/gumbo-php

Low-level PHP extension for HTML5

Primary LanguagePHPApache License 2.0Apache-2.0

Gumbo PHP

Gumbo PHP is low-level extension for HTML5 parsing.

Software License Build Status PHP 7 ready

Gumbo PHP builds DOMDocument using Gumbo HTML5 Parser. This solution solves all problems with HTML5 parsing or pages with inline JavaScript.

use Layershifter\Gumbo\Parser;

$document = Parser::load('<a>Apples and bananas.</a>');
var_dump($document->saveHTML());

string(33) "<a>Apples and bananas.</a>
"

Requirements

The following versions of PHP are supported.

  • PHP 5.6
  • PHP 7.0

Install

To build gumbo-php extenstion PHP-devel package is required. The package should contain phpize utility.

$ git clone https://github.com/layershifter/gumbo-php.git
$ cd gumbo-php
$ phpize
$ ./configure
$ make
$ make install

This will build a 'gumbo.so' shared extension, load it in php.ini using:

[gumbo]
extension = gumbo.so

Known issues

  • double encoding of entities (#6)
$doc = \Layershifter\Gumbo\Parser::load('<h1>Hello&nbsp;world!</h1>');
var_dump($doc->saveHTML());

string "<h1>Hello&amp;nbsp;world!</h1>"

Testing

$ composer install
$ composer test

Sponsors

SORGE
SORGE - website tracking tool

License

This library is released under the Apache 2.0 license. Please see License File for more information.
* * *
### [Stated goal a]
In the records below, rewrite the lines from the line with "of the black-framed" up to and including the line with "M 386 111 L", changing "eyeglasses" to "sunglasses" and leaving everything else unchanged.
* * *
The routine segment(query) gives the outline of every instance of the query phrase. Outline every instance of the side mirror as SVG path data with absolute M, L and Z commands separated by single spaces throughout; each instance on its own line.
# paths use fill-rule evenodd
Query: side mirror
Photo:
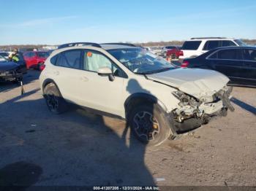
M 108 67 L 100 67 L 98 69 L 98 75 L 102 77 L 106 77 L 108 76 L 109 80 L 113 82 L 115 79 L 114 76 L 112 74 L 112 71 Z

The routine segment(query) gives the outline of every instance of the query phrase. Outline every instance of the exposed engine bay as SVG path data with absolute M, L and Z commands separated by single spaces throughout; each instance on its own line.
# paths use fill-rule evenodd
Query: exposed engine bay
M 227 109 L 234 111 L 230 101 L 233 88 L 225 86 L 212 96 L 197 99 L 181 91 L 173 95 L 181 101 L 179 108 L 173 111 L 177 132 L 184 132 L 206 124 L 212 117 L 226 116 Z

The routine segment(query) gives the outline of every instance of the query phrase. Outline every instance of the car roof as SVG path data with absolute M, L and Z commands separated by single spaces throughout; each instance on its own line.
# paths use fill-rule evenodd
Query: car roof
M 255 49 L 256 50 L 256 47 L 249 47 L 249 46 L 244 46 L 244 47 L 239 47 L 239 46 L 230 46 L 230 47 L 217 47 L 217 48 L 215 48 L 215 49 L 213 49 L 213 50 L 211 50 L 210 51 L 216 51 L 216 50 L 227 50 L 227 49 Z
M 213 38 L 213 37 L 210 37 L 210 38 L 192 38 L 190 39 L 186 40 L 186 41 L 208 41 L 208 40 L 235 40 L 236 39 L 234 38 L 219 38 L 219 37 L 216 37 L 216 38 Z
M 127 45 L 119 45 L 119 44 L 101 44 L 100 46 L 102 49 L 109 50 L 114 49 L 134 49 L 134 48 L 140 48 L 139 47 L 131 47 Z

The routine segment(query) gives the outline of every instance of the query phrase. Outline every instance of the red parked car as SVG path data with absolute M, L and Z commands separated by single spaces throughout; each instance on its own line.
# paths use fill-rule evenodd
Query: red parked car
M 172 50 L 169 50 L 166 52 L 166 58 L 172 59 L 178 59 L 180 55 L 183 55 L 183 52 L 179 47 L 175 47 Z
M 34 69 L 42 71 L 44 63 L 50 53 L 46 51 L 30 51 L 23 53 L 24 60 L 28 69 Z

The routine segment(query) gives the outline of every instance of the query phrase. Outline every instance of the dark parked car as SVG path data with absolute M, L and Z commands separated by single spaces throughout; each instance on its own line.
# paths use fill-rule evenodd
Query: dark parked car
M 19 82 L 23 77 L 20 65 L 0 55 L 0 82 Z
M 6 52 L 0 52 L 0 55 L 4 57 L 5 59 L 8 59 L 9 53 Z
M 230 85 L 256 87 L 256 47 L 217 48 L 184 60 L 181 66 L 216 70 L 228 77 Z

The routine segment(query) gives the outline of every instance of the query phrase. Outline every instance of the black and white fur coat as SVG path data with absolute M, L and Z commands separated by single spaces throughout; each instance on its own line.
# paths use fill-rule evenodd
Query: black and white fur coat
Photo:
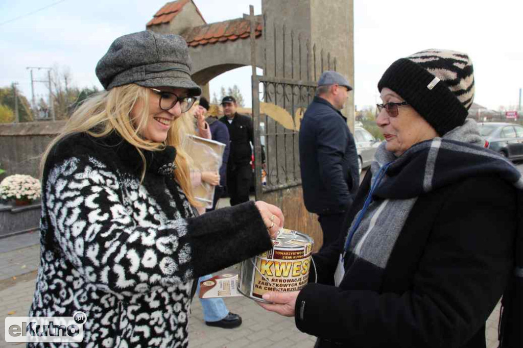
M 192 280 L 271 246 L 253 202 L 196 217 L 175 149 L 144 154 L 142 182 L 137 150 L 115 133 L 70 135 L 46 161 L 29 315 L 85 312 L 76 346 L 187 346 Z

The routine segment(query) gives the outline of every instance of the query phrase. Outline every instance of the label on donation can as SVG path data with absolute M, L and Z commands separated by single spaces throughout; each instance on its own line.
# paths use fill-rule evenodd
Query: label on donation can
M 251 296 L 262 298 L 271 291 L 300 290 L 309 281 L 313 242 L 308 236 L 282 229 L 271 249 L 253 260 L 256 270 Z

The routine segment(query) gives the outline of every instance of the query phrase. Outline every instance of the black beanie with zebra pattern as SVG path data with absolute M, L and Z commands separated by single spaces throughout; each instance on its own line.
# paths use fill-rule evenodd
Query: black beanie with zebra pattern
M 405 99 L 440 136 L 465 122 L 474 99 L 474 70 L 469 56 L 426 50 L 392 63 L 378 84 Z

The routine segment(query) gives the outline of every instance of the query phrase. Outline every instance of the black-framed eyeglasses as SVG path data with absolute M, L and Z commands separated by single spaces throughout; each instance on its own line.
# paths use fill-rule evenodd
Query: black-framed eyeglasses
M 386 111 L 387 113 L 389 114 L 390 117 L 397 117 L 400 113 L 400 110 L 398 108 L 400 107 L 405 106 L 405 105 L 408 105 L 408 103 L 406 101 L 402 101 L 400 103 L 389 101 L 388 103 L 384 104 L 376 104 L 376 106 L 378 107 L 378 110 L 379 111 L 381 112 L 382 109 L 384 109 Z
M 182 112 L 189 111 L 193 104 L 196 101 L 194 97 L 184 97 L 180 98 L 172 92 L 160 90 L 156 88 L 151 88 L 153 91 L 160 96 L 158 101 L 158 106 L 160 109 L 166 111 L 170 110 L 178 101 L 180 102 L 180 109 Z

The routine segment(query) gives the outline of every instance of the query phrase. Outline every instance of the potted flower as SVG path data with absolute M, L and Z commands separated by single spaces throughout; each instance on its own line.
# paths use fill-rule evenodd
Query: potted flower
M 10 175 L 0 182 L 0 198 L 25 205 L 40 198 L 40 180 L 30 175 Z

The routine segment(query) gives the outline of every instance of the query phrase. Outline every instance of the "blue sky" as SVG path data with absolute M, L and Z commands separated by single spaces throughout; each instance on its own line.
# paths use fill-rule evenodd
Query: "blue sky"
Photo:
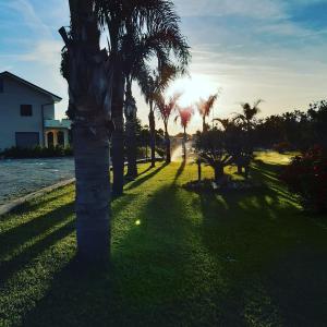
M 327 98 L 327 0 L 177 0 L 192 46 L 191 78 L 182 104 L 221 88 L 215 114 L 227 117 L 242 101 L 263 98 L 262 114 L 305 109 Z M 0 71 L 9 70 L 64 98 L 59 73 L 61 39 L 69 24 L 65 0 L 0 0 Z M 140 117 L 147 108 L 135 88 Z M 195 118 L 192 130 L 199 126 Z M 178 126 L 171 124 L 173 132 Z

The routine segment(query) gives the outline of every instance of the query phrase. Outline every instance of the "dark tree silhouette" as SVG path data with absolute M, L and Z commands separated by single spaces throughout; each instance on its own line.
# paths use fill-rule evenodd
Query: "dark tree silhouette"
M 165 143 L 166 143 L 166 162 L 170 164 L 171 161 L 171 148 L 170 148 L 170 136 L 168 132 L 168 123 L 171 114 L 177 109 L 177 102 L 181 94 L 174 94 L 172 97 L 169 98 L 168 101 L 165 100 L 165 97 L 159 94 L 156 97 L 156 108 L 159 111 L 160 118 L 162 119 L 164 126 L 165 126 Z

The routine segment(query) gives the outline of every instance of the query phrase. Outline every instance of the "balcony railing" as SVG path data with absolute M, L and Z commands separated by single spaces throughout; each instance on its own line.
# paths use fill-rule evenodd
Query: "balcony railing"
M 56 119 L 46 119 L 45 128 L 46 129 L 71 129 L 72 122 L 69 119 L 56 120 Z

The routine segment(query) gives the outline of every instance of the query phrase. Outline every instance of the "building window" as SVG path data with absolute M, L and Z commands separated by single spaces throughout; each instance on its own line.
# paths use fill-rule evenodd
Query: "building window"
M 33 114 L 32 105 L 21 105 L 21 116 L 28 117 Z

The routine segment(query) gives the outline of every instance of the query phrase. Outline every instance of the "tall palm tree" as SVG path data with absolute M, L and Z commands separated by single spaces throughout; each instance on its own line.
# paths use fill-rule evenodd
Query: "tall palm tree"
M 184 160 L 186 159 L 186 141 L 187 141 L 187 134 L 186 129 L 192 120 L 192 117 L 194 114 L 194 109 L 192 106 L 184 107 L 184 108 L 178 108 L 179 114 L 175 117 L 174 121 L 177 122 L 180 120 L 181 126 L 183 128 L 184 137 L 183 137 L 183 157 Z
M 128 175 L 132 178 L 137 175 L 135 142 L 136 106 L 132 96 L 132 82 L 133 80 L 138 81 L 140 84 L 148 82 L 145 76 L 149 75 L 150 69 L 148 62 L 152 59 L 157 59 L 158 69 L 160 65 L 166 83 L 175 77 L 181 70 L 184 70 L 190 57 L 189 46 L 179 33 L 172 31 L 175 27 L 174 20 L 175 17 L 171 15 L 171 12 L 162 12 L 159 17 L 153 16 L 153 20 L 147 24 L 147 31 L 143 33 L 132 28 L 132 23 L 128 24 L 128 34 L 123 41 L 123 52 L 125 53 L 123 68 L 126 81 Z M 178 55 L 180 66 L 170 63 L 171 50 Z M 162 83 L 161 86 L 164 86 Z
M 113 165 L 113 194 L 123 193 L 123 104 L 124 104 L 124 74 L 123 69 L 131 51 L 126 51 L 125 44 L 143 40 L 147 35 L 147 45 L 156 50 L 142 52 L 140 62 L 149 59 L 149 53 L 158 57 L 158 65 L 165 64 L 173 55 L 178 58 L 180 68 L 186 66 L 190 59 L 189 46 L 179 27 L 180 19 L 174 12 L 170 0 L 102 0 L 106 2 L 104 20 L 111 25 L 110 44 L 118 49 L 117 74 L 114 75 L 114 93 L 112 119 L 116 130 L 112 134 L 112 165 Z M 158 40 L 166 39 L 165 44 Z M 129 47 L 128 47 L 129 49 Z M 135 61 L 134 61 L 135 62 Z M 129 93 L 128 93 L 129 94 Z
M 177 109 L 177 102 L 182 94 L 177 93 L 166 101 L 162 94 L 159 94 L 156 98 L 156 108 L 159 111 L 160 118 L 162 119 L 165 126 L 165 142 L 166 142 L 166 164 L 171 162 L 171 149 L 170 149 L 170 137 L 168 133 L 168 123 L 172 112 Z
M 109 136 L 113 53 L 100 49 L 100 1 L 70 0 L 71 28 L 59 29 L 65 49 L 62 75 L 69 84 L 73 121 L 78 255 L 102 259 L 109 254 Z M 102 25 L 104 26 L 104 25 Z M 112 55 L 112 56 L 111 56 Z
M 206 132 L 207 131 L 207 124 L 206 124 L 206 118 L 209 117 L 217 99 L 219 96 L 219 92 L 217 92 L 214 95 L 210 95 L 207 99 L 201 98 L 199 101 L 196 104 L 197 110 L 202 117 L 203 121 L 203 128 L 202 131 Z
M 122 193 L 123 185 L 122 43 L 126 23 L 132 21 L 133 28 L 143 33 L 149 22 L 159 24 L 162 15 L 172 20 L 172 31 L 179 33 L 179 19 L 169 0 L 70 0 L 69 4 L 70 29 L 60 28 L 65 44 L 61 71 L 69 84 L 68 114 L 73 121 L 77 246 L 81 257 L 95 259 L 107 257 L 110 245 L 111 134 L 113 191 Z M 108 36 L 107 49 L 100 48 L 101 34 Z

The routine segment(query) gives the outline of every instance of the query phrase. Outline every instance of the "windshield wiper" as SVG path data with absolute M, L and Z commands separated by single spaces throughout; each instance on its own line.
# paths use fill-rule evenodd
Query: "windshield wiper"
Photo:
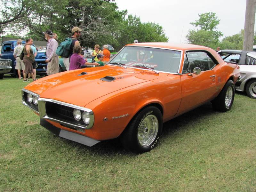
M 157 74 L 159 74 L 159 73 L 158 73 L 157 71 L 156 71 L 155 70 L 153 70 L 154 68 L 152 68 L 152 67 L 147 67 L 147 66 L 145 66 L 145 65 L 133 65 L 132 67 L 143 67 L 143 68 L 147 68 L 148 69 L 150 69 L 151 71 L 154 71 L 154 72 L 155 72 L 155 73 L 156 73 Z
M 123 66 L 123 65 L 124 65 L 123 63 L 118 63 L 117 62 L 113 62 L 113 63 L 110 63 L 109 64 L 113 64 L 114 65 L 119 65 L 120 66 L 122 66 L 125 69 L 127 69 L 127 68 L 124 67 L 124 66 Z

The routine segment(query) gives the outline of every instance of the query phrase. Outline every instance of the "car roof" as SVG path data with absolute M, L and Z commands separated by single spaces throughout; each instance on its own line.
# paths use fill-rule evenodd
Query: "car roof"
M 235 53 L 235 54 L 237 53 L 238 54 L 241 54 L 242 52 L 246 53 L 247 55 L 249 53 L 251 52 L 255 52 L 253 51 L 242 51 L 241 50 L 223 49 L 223 50 L 221 50 L 220 51 L 219 51 L 219 52 L 218 52 L 227 53 Z
M 222 64 L 224 63 L 220 55 L 216 51 L 207 47 L 198 45 L 193 44 L 176 43 L 173 43 L 153 42 L 153 43 L 140 43 L 128 44 L 127 46 L 136 46 L 151 47 L 154 48 L 162 48 L 163 49 L 170 49 L 183 51 L 193 50 L 204 50 L 207 51 L 211 54 L 217 60 L 218 63 Z
M 16 44 L 17 43 L 17 40 L 11 40 L 10 41 L 5 41 L 4 42 L 3 42 L 3 43 L 12 43 L 14 44 Z M 22 44 L 25 44 L 26 43 L 26 41 L 22 41 Z
M 197 49 L 204 49 L 205 48 L 209 48 L 206 47 L 192 44 L 165 42 L 140 43 L 139 43 L 131 44 L 126 45 L 127 46 L 134 45 L 136 46 L 155 47 L 161 48 L 177 49 L 177 50 L 180 50 L 181 51 L 186 51 Z

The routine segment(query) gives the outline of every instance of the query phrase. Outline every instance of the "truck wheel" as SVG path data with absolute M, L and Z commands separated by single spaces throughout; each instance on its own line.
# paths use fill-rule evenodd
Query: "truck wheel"
M 252 79 L 249 81 L 246 86 L 245 90 L 248 97 L 256 99 L 256 80 Z
M 158 142 L 163 128 L 159 109 L 153 106 L 142 109 L 132 120 L 121 136 L 124 147 L 135 153 L 150 151 Z
M 235 97 L 235 86 L 232 80 L 227 82 L 220 94 L 212 101 L 214 110 L 226 112 L 231 108 Z

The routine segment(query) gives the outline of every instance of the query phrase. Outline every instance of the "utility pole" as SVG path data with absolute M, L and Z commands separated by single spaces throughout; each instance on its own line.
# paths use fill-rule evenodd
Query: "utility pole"
M 252 51 L 254 36 L 254 24 L 256 0 L 246 0 L 243 51 Z

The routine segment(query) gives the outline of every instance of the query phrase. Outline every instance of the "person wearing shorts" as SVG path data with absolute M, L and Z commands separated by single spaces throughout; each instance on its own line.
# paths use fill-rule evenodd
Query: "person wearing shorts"
M 25 66 L 22 60 L 20 59 L 20 56 L 23 50 L 24 46 L 22 45 L 22 40 L 18 39 L 17 41 L 17 46 L 15 47 L 13 50 L 13 56 L 16 60 L 16 65 L 15 66 L 15 69 L 18 70 L 19 78 L 21 79 L 20 75 L 20 69 L 21 69 L 23 73 L 25 69 Z
M 23 62 L 25 65 L 25 70 L 23 76 L 23 81 L 24 82 L 29 81 L 28 79 L 26 78 L 27 75 L 29 74 L 30 74 L 31 76 L 33 78 L 33 81 L 36 80 L 33 73 L 33 67 L 32 65 L 32 63 L 35 61 L 35 55 L 31 47 L 33 44 L 33 40 L 32 39 L 27 39 L 26 41 L 26 44 L 23 49 L 23 52 L 24 53 Z

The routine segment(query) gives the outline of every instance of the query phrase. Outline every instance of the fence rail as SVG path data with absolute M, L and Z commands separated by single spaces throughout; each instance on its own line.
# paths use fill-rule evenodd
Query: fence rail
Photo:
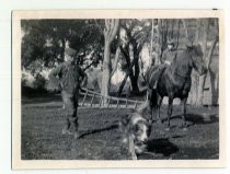
M 83 95 L 83 100 L 80 103 L 81 107 L 120 107 L 120 108 L 136 108 L 138 105 L 141 105 L 145 101 L 138 101 L 138 100 L 130 100 L 130 98 L 123 98 L 123 97 L 116 97 L 116 96 L 108 96 L 108 95 L 102 95 L 101 93 L 94 92 L 92 90 L 82 88 L 82 91 L 80 92 L 81 95 Z M 104 103 L 104 100 L 107 102 Z M 94 103 L 95 102 L 95 103 Z

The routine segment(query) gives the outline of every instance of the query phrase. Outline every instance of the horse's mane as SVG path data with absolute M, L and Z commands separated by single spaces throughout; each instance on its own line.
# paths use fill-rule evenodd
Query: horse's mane
M 193 55 L 192 48 L 186 48 L 181 53 L 177 51 L 176 58 L 172 62 L 172 69 L 175 69 L 177 74 L 184 74 L 191 66 L 191 57 Z

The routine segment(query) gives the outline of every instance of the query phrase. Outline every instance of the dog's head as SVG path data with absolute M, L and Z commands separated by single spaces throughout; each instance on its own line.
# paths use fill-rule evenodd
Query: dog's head
M 133 136 L 135 142 L 135 151 L 137 154 L 142 153 L 147 149 L 147 141 L 151 134 L 151 120 L 136 117 L 133 125 Z
M 133 136 L 136 153 L 142 153 L 147 148 L 152 121 L 143 118 L 139 113 L 133 113 L 123 121 L 122 125 L 123 128 L 125 128 L 123 130 Z

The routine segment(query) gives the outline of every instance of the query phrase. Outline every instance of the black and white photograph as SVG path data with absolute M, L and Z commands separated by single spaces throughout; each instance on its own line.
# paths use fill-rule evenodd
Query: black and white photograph
M 220 11 L 92 11 L 13 13 L 13 166 L 223 165 Z

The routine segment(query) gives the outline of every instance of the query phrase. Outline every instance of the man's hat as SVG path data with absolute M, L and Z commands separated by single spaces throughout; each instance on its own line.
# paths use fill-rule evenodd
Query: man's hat
M 175 42 L 174 42 L 174 39 L 168 39 L 166 44 L 168 45 L 175 45 Z
M 186 42 L 186 47 L 188 47 L 188 48 L 193 47 L 193 43 L 191 40 L 187 40 Z
M 65 53 L 69 56 L 74 56 L 77 54 L 77 50 L 73 48 L 66 48 Z

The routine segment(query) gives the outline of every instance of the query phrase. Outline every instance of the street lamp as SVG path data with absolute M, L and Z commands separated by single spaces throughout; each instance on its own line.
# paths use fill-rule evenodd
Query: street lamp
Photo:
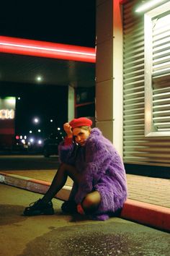
M 40 121 L 40 120 L 37 117 L 35 117 L 33 121 L 34 121 L 34 123 L 35 123 L 35 124 L 38 124 Z

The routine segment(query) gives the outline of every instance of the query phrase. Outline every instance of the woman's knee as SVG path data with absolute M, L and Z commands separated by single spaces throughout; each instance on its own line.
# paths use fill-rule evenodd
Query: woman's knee
M 82 202 L 82 206 L 84 209 L 97 208 L 101 201 L 101 197 L 97 191 L 88 194 Z

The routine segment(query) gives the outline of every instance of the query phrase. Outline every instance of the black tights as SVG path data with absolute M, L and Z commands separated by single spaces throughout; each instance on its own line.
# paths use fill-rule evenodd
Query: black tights
M 68 176 L 71 177 L 74 182 L 75 186 L 78 186 L 80 182 L 80 174 L 79 174 L 75 167 L 61 163 L 55 175 L 49 189 L 47 191 L 42 200 L 44 202 L 48 202 L 65 185 Z M 101 202 L 101 197 L 98 191 L 89 192 L 81 202 L 81 206 L 85 213 L 91 213 L 97 210 Z

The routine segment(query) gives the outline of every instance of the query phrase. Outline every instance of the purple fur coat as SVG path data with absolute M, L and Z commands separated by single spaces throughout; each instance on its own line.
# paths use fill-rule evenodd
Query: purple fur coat
M 127 198 L 127 183 L 122 159 L 111 142 L 101 131 L 93 128 L 84 147 L 59 147 L 61 162 L 76 166 L 82 181 L 75 196 L 78 204 L 91 191 L 97 190 L 101 203 L 96 215 L 114 213 L 121 208 Z

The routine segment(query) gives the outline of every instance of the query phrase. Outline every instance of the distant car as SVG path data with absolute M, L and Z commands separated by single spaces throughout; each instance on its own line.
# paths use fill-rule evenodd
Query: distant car
M 58 132 L 57 134 L 51 134 L 48 138 L 44 140 L 44 156 L 48 158 L 52 155 L 58 155 L 58 146 L 63 140 L 63 137 L 61 132 Z

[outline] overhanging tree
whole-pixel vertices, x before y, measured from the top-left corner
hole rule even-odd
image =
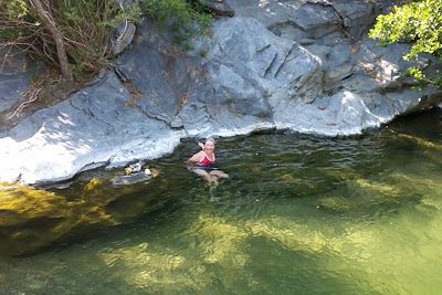
[[[442,0],[420,0],[377,18],[369,36],[380,41],[381,45],[396,42],[411,43],[404,60],[415,60],[419,54],[428,53],[442,61]],[[408,70],[418,81],[442,87],[442,76],[425,76],[420,67]]]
* * *
### [Stated goal b]
From the Gumbo PHP page, copy the passage from "Software License Build" up to and including "with inline JavaScript.".

### [Full output a]
The routine segment(query) gives the outline of every instance of the query phrase. Outline every instance of the black-framed sunglasses as SVG path data with absolute M, L and Z commands separated by single spaces throughout; each instance on its own line.
# paths use fill-rule evenodd
Query: black-framed sunglasses
M 386 111 L 387 113 L 389 114 L 390 117 L 397 117 L 400 113 L 400 110 L 398 108 L 400 107 L 405 106 L 405 105 L 408 105 L 408 103 L 406 101 L 402 101 L 400 103 L 389 101 L 388 103 L 384 104 L 376 104 L 376 106 L 378 107 L 378 110 L 379 111 L 381 112 L 382 109 L 384 109 Z

### [Full output b]
Software License Build Status PHP 7 ready

Gumbo PHP builds DOMDocument using Gumbo HTML5 Parser. This solution solves all problems with HTML5 parsing or pages with inline JavaScript.